WHAT YOU ARE ASKED TO DO -
Your task is to quote the records from their first line through the line containing "box: [203, 169, 227, 223]", with nothing added or left out.

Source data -

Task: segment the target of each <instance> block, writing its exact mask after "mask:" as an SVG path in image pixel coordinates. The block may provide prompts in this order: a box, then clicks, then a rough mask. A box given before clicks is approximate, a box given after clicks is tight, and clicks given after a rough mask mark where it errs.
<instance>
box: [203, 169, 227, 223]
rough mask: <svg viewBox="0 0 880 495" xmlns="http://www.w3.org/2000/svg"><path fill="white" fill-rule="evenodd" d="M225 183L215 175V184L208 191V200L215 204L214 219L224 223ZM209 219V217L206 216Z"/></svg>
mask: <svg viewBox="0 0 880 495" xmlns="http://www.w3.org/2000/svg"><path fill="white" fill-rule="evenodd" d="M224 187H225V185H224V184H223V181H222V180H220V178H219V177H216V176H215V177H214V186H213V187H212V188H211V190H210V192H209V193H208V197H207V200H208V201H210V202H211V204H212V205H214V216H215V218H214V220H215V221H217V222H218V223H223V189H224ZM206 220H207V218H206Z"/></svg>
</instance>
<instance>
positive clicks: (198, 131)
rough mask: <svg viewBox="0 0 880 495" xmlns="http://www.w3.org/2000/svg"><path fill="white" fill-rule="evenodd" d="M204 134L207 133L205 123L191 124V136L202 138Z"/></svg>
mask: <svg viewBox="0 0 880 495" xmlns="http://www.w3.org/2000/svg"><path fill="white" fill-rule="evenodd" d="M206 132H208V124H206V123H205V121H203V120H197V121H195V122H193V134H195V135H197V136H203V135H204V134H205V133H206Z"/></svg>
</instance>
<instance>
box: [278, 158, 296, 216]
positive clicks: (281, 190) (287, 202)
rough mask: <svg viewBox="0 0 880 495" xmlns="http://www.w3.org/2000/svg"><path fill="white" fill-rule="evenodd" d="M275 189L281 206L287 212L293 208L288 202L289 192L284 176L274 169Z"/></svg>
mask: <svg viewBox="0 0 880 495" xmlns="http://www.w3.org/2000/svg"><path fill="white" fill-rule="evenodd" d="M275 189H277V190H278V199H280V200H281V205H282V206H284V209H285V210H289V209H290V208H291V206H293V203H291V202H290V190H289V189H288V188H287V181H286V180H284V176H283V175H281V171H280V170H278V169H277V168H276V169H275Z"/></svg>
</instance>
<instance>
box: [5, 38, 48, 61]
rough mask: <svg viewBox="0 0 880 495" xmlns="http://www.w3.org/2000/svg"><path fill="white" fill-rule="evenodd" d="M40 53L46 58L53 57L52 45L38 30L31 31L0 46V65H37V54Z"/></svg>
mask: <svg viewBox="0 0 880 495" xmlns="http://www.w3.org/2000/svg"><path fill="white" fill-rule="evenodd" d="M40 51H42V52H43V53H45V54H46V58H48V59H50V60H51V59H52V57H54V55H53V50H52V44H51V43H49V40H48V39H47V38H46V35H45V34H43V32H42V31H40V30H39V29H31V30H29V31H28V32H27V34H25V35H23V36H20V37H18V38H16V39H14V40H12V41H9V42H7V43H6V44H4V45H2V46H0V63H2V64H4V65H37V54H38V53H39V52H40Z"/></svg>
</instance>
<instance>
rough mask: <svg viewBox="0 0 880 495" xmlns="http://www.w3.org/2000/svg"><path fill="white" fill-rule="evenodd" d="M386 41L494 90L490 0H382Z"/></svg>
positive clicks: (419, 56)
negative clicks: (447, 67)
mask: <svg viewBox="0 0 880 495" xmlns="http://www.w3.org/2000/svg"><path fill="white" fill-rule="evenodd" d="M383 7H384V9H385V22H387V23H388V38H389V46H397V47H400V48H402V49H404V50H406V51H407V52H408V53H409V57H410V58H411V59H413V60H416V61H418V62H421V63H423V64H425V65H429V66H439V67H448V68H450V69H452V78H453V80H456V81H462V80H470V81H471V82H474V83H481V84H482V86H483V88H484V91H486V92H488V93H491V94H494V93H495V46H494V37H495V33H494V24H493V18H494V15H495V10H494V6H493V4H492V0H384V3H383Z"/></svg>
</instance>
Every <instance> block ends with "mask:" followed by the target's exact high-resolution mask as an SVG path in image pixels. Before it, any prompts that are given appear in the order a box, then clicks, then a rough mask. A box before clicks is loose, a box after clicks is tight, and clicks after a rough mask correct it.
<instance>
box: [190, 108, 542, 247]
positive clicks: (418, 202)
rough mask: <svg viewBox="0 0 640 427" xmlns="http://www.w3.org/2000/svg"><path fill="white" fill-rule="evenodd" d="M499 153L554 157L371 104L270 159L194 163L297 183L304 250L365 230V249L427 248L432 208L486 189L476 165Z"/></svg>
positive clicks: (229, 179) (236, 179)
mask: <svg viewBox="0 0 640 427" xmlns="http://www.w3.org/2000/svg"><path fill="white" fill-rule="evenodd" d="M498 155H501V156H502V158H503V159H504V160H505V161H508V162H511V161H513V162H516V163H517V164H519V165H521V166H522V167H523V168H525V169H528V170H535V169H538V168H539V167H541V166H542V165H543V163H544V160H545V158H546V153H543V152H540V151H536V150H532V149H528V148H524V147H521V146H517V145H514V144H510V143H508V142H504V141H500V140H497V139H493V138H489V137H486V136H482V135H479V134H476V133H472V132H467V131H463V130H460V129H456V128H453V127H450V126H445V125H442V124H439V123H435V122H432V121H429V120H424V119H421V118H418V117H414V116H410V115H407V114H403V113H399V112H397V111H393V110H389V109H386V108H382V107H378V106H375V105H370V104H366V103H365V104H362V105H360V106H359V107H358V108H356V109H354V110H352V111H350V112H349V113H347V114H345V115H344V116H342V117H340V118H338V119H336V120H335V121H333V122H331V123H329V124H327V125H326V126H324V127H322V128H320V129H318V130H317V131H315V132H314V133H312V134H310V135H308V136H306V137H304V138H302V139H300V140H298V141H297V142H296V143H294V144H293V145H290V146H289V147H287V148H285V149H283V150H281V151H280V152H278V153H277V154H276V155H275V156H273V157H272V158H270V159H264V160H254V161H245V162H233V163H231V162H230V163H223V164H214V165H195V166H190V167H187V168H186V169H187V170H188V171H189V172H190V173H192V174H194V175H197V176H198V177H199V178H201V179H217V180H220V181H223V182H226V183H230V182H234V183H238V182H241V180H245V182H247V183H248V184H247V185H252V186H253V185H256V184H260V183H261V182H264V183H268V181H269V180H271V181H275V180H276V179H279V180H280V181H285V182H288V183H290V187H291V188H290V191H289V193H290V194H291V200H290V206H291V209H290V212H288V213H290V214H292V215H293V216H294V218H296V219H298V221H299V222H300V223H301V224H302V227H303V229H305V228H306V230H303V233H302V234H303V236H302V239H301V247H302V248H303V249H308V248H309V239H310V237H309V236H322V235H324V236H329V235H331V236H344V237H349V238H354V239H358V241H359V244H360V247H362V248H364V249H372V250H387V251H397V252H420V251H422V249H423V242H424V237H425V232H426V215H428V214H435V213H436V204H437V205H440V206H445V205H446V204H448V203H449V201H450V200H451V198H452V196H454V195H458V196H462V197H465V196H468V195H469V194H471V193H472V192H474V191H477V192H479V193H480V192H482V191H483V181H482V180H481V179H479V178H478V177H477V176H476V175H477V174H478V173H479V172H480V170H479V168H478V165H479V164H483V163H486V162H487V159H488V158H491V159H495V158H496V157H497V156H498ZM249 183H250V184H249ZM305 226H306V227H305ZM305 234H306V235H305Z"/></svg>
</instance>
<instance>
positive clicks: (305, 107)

TASK SOLUTION -
Task: segment the target of each <instance> block, writing its exact mask after "mask:" as an SVG path in image pixel coordinates. The block may provide prompts in this order: a box, then clicks, then a rough mask. A box given before clicks is approximate, a box given after clicks is tight, and clicks given after a rough mask mark where it errs.
<instance>
box: [203, 169, 227, 223]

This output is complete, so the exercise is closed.